• **REQUIREMENTS**
Rewrite the lines from the start through the line containing "[229,175,256,188]", both ends included, keeping the requests as they are and shifting every bounding-box coordinate in the answers up by 150.
=== DATA PROVIDED ===
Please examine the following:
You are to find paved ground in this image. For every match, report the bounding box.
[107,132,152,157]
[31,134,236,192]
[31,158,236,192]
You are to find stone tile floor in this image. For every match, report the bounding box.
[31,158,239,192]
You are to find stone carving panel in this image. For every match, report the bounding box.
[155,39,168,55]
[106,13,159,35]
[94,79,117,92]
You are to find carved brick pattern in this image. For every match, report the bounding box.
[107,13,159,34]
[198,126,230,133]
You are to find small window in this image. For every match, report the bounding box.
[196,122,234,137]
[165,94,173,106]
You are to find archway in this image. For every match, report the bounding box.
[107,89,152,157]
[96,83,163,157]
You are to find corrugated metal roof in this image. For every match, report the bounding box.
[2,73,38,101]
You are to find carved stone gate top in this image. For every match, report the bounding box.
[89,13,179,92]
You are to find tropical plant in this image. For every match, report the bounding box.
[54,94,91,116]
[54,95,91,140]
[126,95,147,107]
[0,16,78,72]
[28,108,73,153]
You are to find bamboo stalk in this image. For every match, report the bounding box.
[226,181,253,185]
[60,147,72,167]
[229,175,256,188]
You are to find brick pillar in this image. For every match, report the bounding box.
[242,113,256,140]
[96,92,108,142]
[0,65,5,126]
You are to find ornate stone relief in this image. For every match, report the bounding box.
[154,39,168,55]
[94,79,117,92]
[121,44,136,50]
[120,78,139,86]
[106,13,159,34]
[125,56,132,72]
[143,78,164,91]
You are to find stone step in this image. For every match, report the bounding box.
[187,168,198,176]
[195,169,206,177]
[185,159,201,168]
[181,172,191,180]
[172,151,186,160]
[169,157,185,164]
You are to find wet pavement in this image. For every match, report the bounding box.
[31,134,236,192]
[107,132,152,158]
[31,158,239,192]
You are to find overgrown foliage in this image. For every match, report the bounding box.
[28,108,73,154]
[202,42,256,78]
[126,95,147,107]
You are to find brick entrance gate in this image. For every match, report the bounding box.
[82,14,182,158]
===
• **ANSWER TO THE EXERCISE**
Please examine the following:
You are to find paved ground in this image. For every match, report the bounding box.
[257,282,302,307]
[181,284,386,342]
[181,308,386,342]
You are to find stone tile floor in this image. For every match, report the bounding box.
[181,308,389,342]
You are to find stone carving panel in this image. For every match, report the bounding box.
[305,189,318,205]
[256,163,309,185]
[244,229,267,242]
You are to find carved brick pattern in this image. For every match, report the bounding box.
[257,163,309,184]
[348,276,380,283]
You are to find small window in this image. For every match, report the bounding box.
[346,272,384,287]
[315,244,323,256]
You are to find archway in this image. For every match, report the bounding box.
[257,239,302,307]
[246,233,313,307]
You are to find corrugated metal roof in this image. For every match, report the bounding box.
[152,223,188,251]
You are to find carved stone gate top in this image. For every match, report the bounding box.
[239,163,329,242]
You are to find tropical plant in this image. For every match, report the bounding box.
[204,244,241,266]
[204,245,241,290]
[276,245,297,257]
[150,166,228,222]
[178,258,223,303]
You are to find bamboo stalk in this image. For every match, report the bounding box.
[376,331,403,335]
[210,297,222,317]
[379,325,406,338]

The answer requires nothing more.